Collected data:

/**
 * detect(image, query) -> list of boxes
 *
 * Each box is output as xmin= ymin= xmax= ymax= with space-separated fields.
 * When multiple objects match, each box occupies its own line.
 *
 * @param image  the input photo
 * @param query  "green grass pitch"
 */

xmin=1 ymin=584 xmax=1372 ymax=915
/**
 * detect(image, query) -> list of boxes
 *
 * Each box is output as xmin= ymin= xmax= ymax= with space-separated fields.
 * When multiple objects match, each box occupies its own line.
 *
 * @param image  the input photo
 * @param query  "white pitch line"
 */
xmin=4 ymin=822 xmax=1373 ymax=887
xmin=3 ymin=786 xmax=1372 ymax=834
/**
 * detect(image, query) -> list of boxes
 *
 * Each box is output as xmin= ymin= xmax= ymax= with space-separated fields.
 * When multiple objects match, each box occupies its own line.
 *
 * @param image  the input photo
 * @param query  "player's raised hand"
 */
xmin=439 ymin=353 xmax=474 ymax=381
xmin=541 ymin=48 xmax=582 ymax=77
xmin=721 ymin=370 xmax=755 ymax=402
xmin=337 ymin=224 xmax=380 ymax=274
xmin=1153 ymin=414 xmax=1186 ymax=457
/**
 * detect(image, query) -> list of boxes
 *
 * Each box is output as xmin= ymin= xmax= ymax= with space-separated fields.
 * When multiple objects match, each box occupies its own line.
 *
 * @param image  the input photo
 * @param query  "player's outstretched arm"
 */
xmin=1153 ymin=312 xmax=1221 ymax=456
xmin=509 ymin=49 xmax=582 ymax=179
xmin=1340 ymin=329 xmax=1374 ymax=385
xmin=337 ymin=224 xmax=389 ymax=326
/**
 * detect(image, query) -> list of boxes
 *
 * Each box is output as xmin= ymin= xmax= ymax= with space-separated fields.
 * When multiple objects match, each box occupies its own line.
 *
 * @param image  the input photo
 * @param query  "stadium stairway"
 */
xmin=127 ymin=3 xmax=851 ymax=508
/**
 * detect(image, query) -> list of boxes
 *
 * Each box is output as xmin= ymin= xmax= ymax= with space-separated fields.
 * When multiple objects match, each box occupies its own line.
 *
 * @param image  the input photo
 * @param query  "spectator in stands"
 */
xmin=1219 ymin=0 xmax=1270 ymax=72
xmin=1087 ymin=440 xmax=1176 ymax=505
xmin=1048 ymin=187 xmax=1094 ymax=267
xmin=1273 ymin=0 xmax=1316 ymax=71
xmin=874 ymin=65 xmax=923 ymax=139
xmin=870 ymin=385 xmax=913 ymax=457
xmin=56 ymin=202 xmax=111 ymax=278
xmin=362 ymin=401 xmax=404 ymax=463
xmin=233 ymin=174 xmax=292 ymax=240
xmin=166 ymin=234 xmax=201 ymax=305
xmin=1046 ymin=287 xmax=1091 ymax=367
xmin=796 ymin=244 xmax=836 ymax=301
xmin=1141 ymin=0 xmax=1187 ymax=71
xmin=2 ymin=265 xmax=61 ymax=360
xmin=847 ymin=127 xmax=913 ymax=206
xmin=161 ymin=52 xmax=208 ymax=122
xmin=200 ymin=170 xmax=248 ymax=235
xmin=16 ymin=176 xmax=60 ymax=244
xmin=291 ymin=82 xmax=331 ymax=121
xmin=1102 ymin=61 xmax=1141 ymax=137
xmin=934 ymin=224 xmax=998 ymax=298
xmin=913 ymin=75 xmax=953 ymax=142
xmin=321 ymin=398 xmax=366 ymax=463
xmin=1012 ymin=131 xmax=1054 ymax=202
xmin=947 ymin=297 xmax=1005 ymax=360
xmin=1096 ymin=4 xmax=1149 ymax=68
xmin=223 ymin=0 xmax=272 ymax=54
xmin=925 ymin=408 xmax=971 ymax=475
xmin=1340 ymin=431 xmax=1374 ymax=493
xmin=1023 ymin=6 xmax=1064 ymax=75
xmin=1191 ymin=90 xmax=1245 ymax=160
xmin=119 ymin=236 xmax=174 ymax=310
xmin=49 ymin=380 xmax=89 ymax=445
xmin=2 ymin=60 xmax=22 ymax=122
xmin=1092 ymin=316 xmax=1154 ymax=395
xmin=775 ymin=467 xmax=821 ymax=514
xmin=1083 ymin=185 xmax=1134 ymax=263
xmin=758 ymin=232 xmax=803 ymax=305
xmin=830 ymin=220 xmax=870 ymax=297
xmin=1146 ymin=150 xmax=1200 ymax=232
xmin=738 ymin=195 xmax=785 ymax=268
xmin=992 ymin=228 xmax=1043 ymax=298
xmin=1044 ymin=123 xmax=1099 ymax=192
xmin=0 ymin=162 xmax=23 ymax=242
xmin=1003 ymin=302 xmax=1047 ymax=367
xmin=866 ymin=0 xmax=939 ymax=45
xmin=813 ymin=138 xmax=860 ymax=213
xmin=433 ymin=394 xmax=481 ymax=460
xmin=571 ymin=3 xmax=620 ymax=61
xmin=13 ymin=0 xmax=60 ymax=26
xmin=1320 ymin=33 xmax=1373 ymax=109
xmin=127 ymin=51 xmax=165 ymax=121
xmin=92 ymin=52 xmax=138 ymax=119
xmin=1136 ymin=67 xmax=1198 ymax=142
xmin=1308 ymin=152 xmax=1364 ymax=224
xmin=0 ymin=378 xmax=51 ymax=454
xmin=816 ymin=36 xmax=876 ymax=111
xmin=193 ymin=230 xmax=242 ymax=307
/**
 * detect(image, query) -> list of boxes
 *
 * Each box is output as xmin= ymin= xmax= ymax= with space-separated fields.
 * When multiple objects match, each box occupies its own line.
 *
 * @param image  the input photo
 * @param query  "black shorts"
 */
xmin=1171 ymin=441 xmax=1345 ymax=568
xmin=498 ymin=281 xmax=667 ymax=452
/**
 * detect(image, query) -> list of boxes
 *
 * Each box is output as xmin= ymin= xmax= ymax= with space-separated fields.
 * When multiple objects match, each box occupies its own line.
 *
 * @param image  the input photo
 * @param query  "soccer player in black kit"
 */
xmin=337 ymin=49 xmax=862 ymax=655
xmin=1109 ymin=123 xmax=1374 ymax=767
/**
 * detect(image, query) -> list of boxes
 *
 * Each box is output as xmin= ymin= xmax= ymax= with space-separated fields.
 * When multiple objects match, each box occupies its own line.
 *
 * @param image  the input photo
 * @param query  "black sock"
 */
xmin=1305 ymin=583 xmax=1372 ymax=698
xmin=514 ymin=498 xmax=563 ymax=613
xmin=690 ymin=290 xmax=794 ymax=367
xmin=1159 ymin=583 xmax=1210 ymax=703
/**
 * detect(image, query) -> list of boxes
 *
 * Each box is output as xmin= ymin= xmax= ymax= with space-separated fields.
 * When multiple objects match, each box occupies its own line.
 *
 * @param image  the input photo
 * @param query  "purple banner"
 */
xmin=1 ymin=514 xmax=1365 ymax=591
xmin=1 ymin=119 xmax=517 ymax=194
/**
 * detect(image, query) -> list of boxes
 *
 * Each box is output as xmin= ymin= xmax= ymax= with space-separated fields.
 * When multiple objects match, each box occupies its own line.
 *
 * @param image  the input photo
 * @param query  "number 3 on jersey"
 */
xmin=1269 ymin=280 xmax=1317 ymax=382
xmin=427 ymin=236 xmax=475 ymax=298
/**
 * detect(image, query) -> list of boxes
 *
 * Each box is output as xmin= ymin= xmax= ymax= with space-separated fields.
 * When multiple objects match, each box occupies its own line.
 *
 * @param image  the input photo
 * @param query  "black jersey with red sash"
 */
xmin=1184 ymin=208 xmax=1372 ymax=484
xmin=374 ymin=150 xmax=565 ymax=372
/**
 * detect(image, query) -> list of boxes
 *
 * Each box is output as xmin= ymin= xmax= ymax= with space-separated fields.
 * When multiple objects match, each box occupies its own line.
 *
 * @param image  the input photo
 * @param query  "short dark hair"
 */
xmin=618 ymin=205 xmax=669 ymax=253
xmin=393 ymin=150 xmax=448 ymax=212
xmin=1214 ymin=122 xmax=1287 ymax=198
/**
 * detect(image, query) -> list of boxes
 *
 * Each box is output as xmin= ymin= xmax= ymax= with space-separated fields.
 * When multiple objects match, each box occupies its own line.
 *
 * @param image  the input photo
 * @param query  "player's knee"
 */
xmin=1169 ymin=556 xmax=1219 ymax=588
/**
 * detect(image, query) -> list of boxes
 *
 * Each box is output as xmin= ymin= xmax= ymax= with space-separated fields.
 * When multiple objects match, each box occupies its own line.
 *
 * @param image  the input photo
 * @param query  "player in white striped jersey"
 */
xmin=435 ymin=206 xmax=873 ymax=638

Aim of the exercise: Your reply should be the number of lines in the entries that contain "black", nothing more.

Result for this exercise: 4